Count the lines in the records below that contain the string "cloudy", matching case exactly. Reply with the number alone.

** start DATASET EXTRACT **

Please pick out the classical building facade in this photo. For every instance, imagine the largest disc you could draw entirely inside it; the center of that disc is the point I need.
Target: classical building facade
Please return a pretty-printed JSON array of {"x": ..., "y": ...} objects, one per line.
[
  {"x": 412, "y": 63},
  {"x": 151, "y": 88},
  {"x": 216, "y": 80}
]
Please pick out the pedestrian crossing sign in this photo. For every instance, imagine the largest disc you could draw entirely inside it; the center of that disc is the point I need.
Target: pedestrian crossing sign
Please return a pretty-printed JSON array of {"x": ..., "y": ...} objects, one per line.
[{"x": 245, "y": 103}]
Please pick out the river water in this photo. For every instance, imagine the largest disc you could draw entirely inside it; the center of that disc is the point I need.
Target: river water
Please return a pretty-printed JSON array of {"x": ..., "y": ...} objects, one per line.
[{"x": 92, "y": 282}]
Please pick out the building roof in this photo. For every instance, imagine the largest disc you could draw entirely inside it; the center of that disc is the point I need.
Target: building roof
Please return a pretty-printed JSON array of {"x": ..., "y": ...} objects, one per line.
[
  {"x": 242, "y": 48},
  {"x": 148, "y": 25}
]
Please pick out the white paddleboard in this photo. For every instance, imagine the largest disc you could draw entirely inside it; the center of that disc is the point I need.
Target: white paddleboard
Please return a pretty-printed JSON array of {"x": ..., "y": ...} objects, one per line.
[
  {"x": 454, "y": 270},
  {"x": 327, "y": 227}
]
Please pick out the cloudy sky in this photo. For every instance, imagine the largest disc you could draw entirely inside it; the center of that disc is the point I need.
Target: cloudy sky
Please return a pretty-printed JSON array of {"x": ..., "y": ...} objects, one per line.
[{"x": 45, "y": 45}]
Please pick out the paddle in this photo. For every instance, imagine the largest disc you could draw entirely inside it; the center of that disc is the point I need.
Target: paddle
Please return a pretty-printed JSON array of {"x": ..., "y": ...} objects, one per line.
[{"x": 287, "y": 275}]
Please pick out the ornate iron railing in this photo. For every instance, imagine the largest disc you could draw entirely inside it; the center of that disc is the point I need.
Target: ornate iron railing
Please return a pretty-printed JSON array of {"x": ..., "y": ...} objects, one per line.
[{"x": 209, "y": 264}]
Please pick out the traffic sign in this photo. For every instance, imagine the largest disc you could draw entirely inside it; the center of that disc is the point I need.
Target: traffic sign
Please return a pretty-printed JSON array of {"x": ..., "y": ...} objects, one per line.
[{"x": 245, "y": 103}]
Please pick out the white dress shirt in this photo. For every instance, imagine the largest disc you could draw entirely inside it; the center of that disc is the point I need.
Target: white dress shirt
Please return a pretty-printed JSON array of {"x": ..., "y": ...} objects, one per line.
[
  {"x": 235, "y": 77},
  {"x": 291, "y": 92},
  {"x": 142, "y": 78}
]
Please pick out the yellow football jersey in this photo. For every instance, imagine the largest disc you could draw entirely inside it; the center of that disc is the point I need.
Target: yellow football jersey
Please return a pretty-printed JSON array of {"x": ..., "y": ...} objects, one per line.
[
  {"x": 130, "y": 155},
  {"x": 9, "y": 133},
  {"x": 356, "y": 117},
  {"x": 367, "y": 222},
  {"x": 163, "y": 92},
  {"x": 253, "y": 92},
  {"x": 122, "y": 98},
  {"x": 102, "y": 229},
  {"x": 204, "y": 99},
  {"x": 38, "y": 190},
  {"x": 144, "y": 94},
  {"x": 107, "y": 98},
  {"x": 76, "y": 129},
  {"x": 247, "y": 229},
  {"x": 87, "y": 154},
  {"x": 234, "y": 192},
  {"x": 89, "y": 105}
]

** end DATASET EXTRACT **
** start DATASET EXTRACT **

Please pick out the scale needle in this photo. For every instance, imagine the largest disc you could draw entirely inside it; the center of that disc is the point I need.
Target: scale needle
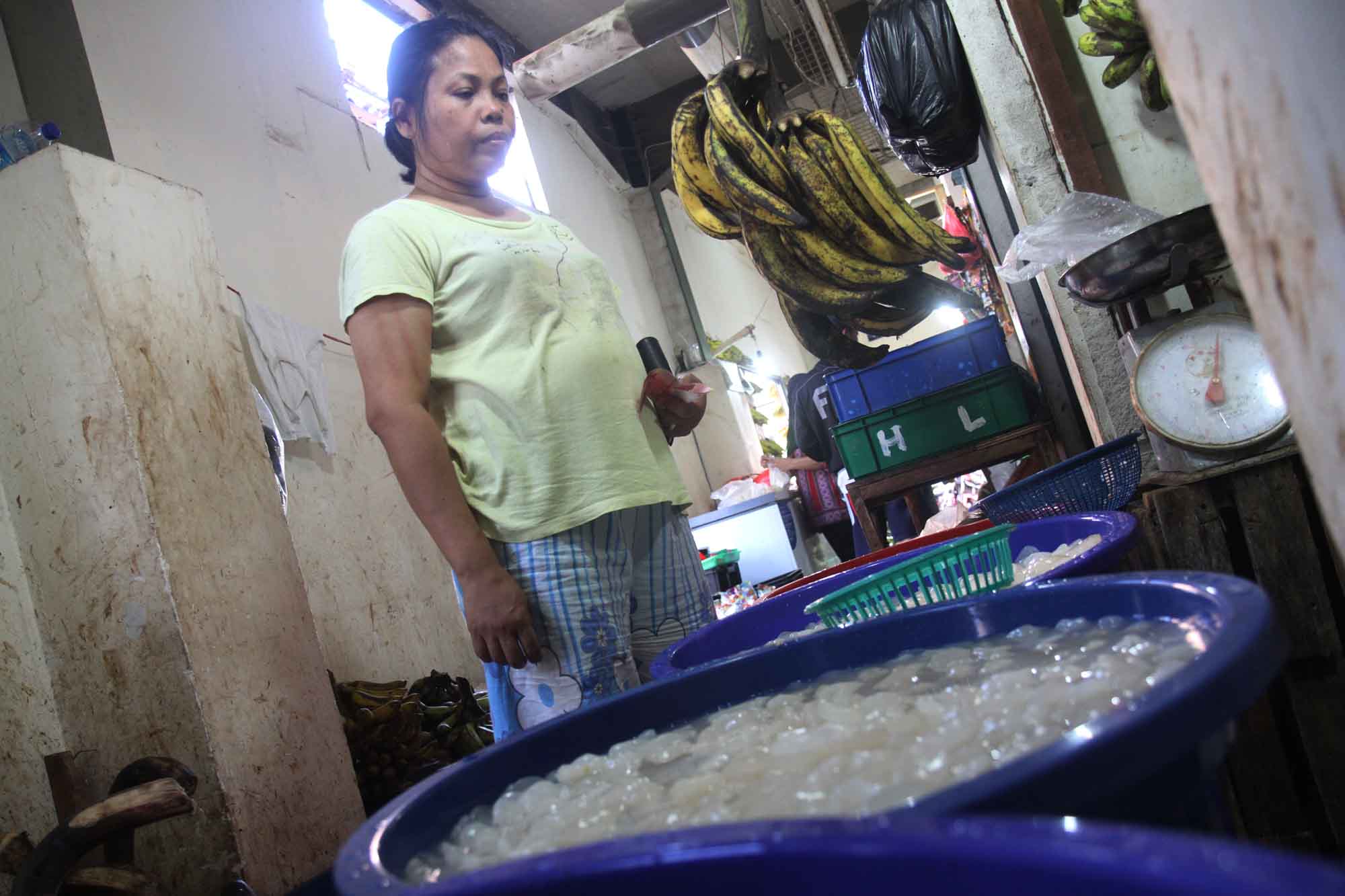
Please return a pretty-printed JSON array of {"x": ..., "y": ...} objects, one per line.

** end DATASET EXTRACT **

__ANSWER FOR THIS EXERCISE__. 2